REQUIRED TASK
Write out every single entry exactly.

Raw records
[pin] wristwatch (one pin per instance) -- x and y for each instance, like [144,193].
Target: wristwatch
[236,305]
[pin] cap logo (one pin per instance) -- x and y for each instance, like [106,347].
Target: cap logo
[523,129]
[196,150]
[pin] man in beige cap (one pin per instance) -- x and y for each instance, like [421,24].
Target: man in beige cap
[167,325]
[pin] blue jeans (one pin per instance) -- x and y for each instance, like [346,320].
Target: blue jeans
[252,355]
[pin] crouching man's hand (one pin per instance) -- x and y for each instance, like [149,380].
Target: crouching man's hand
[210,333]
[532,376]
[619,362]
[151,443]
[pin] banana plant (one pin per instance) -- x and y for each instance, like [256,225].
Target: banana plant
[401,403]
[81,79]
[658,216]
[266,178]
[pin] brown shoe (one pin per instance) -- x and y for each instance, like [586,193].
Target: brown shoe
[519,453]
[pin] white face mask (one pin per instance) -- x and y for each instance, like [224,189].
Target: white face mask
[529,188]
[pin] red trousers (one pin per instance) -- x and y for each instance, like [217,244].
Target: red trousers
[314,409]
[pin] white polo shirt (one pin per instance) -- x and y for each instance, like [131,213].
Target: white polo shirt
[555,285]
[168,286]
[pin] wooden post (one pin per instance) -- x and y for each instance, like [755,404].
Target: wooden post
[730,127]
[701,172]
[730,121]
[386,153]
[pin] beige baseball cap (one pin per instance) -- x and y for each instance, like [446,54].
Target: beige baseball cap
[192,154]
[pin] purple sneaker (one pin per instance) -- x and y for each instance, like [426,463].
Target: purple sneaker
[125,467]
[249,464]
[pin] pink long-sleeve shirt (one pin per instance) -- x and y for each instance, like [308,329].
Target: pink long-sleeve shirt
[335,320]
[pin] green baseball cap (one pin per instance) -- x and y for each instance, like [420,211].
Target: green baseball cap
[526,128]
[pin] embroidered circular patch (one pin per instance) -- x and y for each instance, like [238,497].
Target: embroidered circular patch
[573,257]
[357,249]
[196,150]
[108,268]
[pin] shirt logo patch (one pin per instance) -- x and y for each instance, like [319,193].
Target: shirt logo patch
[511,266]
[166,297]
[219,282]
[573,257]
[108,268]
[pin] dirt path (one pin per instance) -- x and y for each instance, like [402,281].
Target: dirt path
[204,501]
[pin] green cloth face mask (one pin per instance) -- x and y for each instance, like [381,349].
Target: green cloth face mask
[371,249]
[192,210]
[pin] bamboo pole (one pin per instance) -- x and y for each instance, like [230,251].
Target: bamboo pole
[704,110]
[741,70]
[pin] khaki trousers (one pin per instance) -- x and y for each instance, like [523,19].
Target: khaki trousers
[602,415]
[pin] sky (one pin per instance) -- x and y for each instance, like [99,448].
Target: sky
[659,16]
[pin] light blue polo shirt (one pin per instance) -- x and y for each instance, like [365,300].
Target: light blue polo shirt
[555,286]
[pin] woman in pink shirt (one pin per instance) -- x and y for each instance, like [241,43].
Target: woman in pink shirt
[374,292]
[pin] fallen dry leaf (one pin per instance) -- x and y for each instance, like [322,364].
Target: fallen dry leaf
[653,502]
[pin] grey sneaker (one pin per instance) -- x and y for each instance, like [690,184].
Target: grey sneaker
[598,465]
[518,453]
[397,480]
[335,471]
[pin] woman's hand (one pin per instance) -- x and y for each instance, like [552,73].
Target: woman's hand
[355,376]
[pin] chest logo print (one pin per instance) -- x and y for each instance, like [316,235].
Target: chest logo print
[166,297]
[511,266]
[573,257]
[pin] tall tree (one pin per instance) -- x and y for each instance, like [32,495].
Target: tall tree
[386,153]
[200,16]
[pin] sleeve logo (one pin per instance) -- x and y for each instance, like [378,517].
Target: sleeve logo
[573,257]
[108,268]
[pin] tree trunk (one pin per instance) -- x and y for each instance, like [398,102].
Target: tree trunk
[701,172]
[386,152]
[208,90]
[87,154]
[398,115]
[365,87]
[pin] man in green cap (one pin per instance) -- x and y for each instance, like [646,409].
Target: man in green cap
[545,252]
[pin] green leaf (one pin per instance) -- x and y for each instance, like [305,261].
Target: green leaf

FINAL ANSWER
[pin] wristwatch (one pin per instance) -- x and y for each instance, like [144,193].
Target: wristwatch
[236,305]
[pin] cap logo (one pin per instance) -- x and y for each instance, like [106,347].
Target: cap logo
[523,129]
[196,150]
[pin] man in beige cap (one pin per instance) -- x and y for each instance, like [421,24].
Target: man in beige cap
[167,325]
[pin] blue jeans (one pin per instance) -- x and y for each instance, like [346,320].
Target: blue jeans
[252,355]
[pin] crouching man's hand (one pin per instance) -- x and y for each instance, like [149,380].
Target: crouching man's hand
[210,333]
[532,376]
[619,362]
[151,443]
[pin] banana plant (one pin per instance) -- x and y for each instance, like [256,225].
Target: banana plant
[401,403]
[81,79]
[658,216]
[266,178]
[pin] brown shoe (one pin per instance) -- x and y for each instance, like [586,193].
Target: brown shoe
[519,453]
[pin] white face mask (one pin per instance) -- x and y for each instance, like [224,189].
Target: white face mask
[529,188]
[pin] red trousers (one pin per instance) -- x and y for each instance, like [217,244].
Target: red trousers
[314,409]
[pin] white polo shirt (one pin per instance) -- x and y for each instance, like [131,213].
Target: white polo shirt
[555,285]
[168,286]
[pin] wooden post (one pin per instance) -- x and y for each instance, like [755,404].
Target: wooden post
[730,127]
[701,172]
[730,121]
[386,153]
[pin] beige baseball cap (one pin per instance) -- x and y for each instance, like [446,54].
Target: beige baseball cap
[192,154]
[pin] purple sneaker (one pin per instance) -- x and y for each instance, like [426,463].
Target: purple sneaker
[125,467]
[249,464]
[pin] pink long-sleeve shirt (one pin per instance) -- x and y for each instance, like [308,329].
Target: pink long-sleeve shirt
[335,320]
[pin] green baseball cap (one pin per instance) -- x and y for each instance, like [420,211].
Target: green baseball cap
[526,128]
[pin] embroidered circular patch (one pin per instance) -- x and y for each instance, like [238,497].
Target: embroidered circular patch
[573,257]
[357,249]
[196,150]
[108,268]
[pin] shirt logo patch (one pin per instance) -- x and y for each instance, like [319,193].
Target: shirt logo patch
[511,266]
[166,297]
[219,282]
[573,257]
[108,268]
[pin] dirt path (one pin per instance) -- x and y for each instance, like [402,281].
Target: dirt path
[204,501]
[pin] green cloth face mask (one pin per instance) -- x and y for each instance, like [381,349].
Target: green cloth face mask
[371,249]
[192,210]
[pin] bamboo pole (one pin per instance) -- x and y for each instance, like [230,251].
Target: bamboo pole
[704,110]
[741,70]
[pin] khaki trousers (one pin per instance) -- x and y for each instance, like [523,19].
Target: khaki trousers
[602,415]
[pin] sky (one pin per instance) -- x and y for each instance, like [99,448].
Target: sky
[659,16]
[pin] light blue polo shirt (one pin per instance) -- x and y for each instance, like [365,300].
Target: light blue polo shirt
[555,286]
[pin] woman in pink shirt (one pin per instance) -- x and y for each instance, like [241,43].
Target: woman in pink shirt
[374,292]
[pin] fallen dry leaf (one pin per instance) -- x and y for each instance, like [322,364].
Target: fallen dry leaf
[653,502]
[pin] grey sneaker (one pin per instance) -- x and y for each instance, like [690,184].
Target: grey sneaker
[598,465]
[518,453]
[397,480]
[335,471]
[pin] woman's hand (one pin per instance) -- x and y for each instance, like [552,73].
Target: woman's hand
[355,376]
[pin] chest logo print (one pin per instance) -- x and y for each instance, like [316,235].
Target: chest logo print
[166,297]
[511,266]
[573,257]
[pin] tall tree (one pin per instance) -- x and y for each instance, like [32,495].
Target: tall tree
[386,153]
[200,16]
[pin] sleeve logo (one pin per instance) -- x and y for each instance, like [378,517].
Target: sleeve logo
[573,257]
[108,268]
[pin] tree trunk (one pin per instance) -- x and y for each instance, like [398,102].
Target: tree trunk
[701,172]
[386,152]
[208,90]
[87,154]
[398,115]
[365,87]
[pin] man in green cap (one pin per instance) -- x and y for each instance, like [646,409].
Target: man in green cap
[545,252]
[pin] green leaf (one pin per instance) -- x and y for each instance, like [305,261].
Target: green leaf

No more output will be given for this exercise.